[START]

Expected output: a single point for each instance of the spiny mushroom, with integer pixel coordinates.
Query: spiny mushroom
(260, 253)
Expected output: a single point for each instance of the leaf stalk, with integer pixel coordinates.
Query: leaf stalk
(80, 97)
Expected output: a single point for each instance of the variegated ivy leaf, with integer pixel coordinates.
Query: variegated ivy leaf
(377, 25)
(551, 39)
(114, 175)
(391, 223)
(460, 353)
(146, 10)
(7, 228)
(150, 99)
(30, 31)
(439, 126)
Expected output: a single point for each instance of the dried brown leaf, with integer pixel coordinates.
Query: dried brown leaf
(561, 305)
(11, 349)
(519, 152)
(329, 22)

[END]
[START]

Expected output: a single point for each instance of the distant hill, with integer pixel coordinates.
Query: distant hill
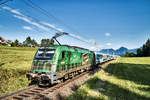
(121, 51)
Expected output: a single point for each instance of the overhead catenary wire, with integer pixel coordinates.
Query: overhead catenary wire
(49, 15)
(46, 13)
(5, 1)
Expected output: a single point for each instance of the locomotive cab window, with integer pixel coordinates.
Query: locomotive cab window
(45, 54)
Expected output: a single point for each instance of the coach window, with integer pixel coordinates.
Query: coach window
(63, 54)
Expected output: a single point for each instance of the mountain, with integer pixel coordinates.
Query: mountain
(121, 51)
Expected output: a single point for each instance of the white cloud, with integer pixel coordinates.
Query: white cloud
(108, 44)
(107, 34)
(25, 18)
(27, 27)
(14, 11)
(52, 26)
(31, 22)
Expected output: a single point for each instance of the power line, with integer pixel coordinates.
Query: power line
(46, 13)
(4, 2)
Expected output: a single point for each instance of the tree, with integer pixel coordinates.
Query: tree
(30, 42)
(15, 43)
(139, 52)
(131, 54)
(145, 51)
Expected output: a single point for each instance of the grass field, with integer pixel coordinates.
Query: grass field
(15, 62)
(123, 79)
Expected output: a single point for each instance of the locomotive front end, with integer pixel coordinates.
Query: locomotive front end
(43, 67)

[END]
[START]

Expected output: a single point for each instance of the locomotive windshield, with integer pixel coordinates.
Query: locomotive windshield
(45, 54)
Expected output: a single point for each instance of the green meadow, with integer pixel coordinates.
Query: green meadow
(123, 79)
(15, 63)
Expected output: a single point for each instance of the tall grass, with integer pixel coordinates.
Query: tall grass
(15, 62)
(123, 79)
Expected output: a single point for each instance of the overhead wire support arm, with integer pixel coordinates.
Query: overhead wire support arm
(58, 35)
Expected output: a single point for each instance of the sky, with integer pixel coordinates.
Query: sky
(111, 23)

[END]

Task prompt: Pull out every line of the records above that contains the word "green", treating uppercase and lowercase letters as different.

Final answer:
Expected output: a single point for each instance of the green meadow, with integer pixel coordinates.
Query: green meadow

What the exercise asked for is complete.